> PAGE EXTRACT:
UPDATE: APRIL FOOLS’! BELOW READ OUR 2014 APRIL FOOLS’ JOKE:
After 12 years of serving Berlin’s expat community in English, we’re finally going native. Following a meeting of our board of shareholders, publishers and managing directors and after extensive consultation with the business and editorial teams, Exberliner has decided that, from the beginning of May on, the magazine’s entire output – both print and online – will be available in German. Although we’re planning to run a couple of “transitional” issues, with articles alternating in German and English, we’re aiming to publish exclusively auf deutsch as of September 1. The changes will be adopted by every department of Exberliner: after this summer, we will no longer be accepting advertising featuring English copy.
We are committed to making the transition as smooth as possible; therefore, in addition to enrolling our existing staff members in intensive German courses, we’ll be hiring a team of professional German editors, and are proud and excited to be opening our editorial content to German-language contributions.

> SET TASK: Rewrite the stretch of the Exberliner April Fools' piece from "We are committed" through "to German-language contributions.", putting "employees" in place of "staff members".

> ENTRIES SHOWN:
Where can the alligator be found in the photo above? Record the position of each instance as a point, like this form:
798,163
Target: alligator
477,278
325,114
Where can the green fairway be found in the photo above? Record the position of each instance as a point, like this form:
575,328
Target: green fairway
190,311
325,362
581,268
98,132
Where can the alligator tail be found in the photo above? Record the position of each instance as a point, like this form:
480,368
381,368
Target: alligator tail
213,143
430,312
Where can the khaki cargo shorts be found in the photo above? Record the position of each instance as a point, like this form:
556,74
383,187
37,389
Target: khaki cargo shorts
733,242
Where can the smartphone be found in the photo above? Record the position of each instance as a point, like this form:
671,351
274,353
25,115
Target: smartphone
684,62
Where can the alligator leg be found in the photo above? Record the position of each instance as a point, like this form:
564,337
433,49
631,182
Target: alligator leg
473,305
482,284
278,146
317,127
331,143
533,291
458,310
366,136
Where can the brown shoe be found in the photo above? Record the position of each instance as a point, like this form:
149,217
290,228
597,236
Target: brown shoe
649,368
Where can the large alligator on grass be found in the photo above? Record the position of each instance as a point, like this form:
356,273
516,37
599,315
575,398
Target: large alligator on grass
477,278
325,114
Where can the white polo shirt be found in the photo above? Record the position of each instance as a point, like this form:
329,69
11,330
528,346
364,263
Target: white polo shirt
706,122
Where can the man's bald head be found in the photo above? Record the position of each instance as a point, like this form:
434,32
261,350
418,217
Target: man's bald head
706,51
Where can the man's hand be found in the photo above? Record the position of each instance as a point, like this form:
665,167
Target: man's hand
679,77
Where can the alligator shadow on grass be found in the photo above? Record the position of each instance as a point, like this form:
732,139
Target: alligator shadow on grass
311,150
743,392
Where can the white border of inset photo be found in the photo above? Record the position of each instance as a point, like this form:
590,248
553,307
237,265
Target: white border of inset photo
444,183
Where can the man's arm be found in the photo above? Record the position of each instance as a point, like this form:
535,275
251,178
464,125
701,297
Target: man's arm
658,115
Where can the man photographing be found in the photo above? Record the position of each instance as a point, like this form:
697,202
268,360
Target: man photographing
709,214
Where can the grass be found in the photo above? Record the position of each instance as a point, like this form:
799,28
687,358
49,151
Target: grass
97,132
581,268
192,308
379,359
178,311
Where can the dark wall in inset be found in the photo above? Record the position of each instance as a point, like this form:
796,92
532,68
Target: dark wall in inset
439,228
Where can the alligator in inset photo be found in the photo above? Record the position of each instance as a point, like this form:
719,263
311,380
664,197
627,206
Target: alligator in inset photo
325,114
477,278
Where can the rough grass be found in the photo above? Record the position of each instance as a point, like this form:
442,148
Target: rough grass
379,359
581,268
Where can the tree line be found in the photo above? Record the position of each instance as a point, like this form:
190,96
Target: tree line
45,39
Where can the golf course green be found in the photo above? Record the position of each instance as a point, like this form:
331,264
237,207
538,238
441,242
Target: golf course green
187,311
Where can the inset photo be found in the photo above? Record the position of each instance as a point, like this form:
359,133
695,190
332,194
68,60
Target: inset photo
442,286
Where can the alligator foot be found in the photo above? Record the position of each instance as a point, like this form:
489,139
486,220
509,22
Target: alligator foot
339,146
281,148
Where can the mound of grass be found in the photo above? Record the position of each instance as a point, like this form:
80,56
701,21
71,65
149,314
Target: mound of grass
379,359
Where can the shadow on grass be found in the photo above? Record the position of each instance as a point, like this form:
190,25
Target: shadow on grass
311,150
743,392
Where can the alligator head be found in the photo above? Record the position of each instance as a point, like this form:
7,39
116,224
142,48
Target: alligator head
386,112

...

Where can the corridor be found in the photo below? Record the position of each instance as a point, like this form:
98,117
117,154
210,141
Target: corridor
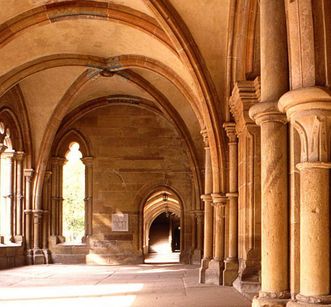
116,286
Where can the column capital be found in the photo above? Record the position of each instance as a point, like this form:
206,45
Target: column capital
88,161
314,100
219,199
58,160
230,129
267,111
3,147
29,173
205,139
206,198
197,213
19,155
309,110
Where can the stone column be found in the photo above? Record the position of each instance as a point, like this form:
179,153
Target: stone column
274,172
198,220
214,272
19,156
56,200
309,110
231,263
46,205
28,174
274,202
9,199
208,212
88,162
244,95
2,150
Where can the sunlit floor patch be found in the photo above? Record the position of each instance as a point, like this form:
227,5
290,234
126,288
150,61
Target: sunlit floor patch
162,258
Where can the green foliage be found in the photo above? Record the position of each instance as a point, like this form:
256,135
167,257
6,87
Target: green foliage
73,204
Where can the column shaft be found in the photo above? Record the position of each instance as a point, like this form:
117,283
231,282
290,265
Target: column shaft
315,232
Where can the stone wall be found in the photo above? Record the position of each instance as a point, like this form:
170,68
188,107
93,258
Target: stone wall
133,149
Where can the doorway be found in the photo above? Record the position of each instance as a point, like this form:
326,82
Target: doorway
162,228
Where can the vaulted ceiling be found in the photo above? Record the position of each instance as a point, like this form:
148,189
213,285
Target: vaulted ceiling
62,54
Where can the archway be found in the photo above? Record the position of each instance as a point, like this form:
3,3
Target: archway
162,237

> SOLUTION TO THIS TASK:
We are committed to making the transition as smooth as possible; therefore, in addition to enrolling our existing employees in intensive German courses, we’ll be hiring a team of professional German editors, and are proud and excited to be opening our editorial content to German-language contributions.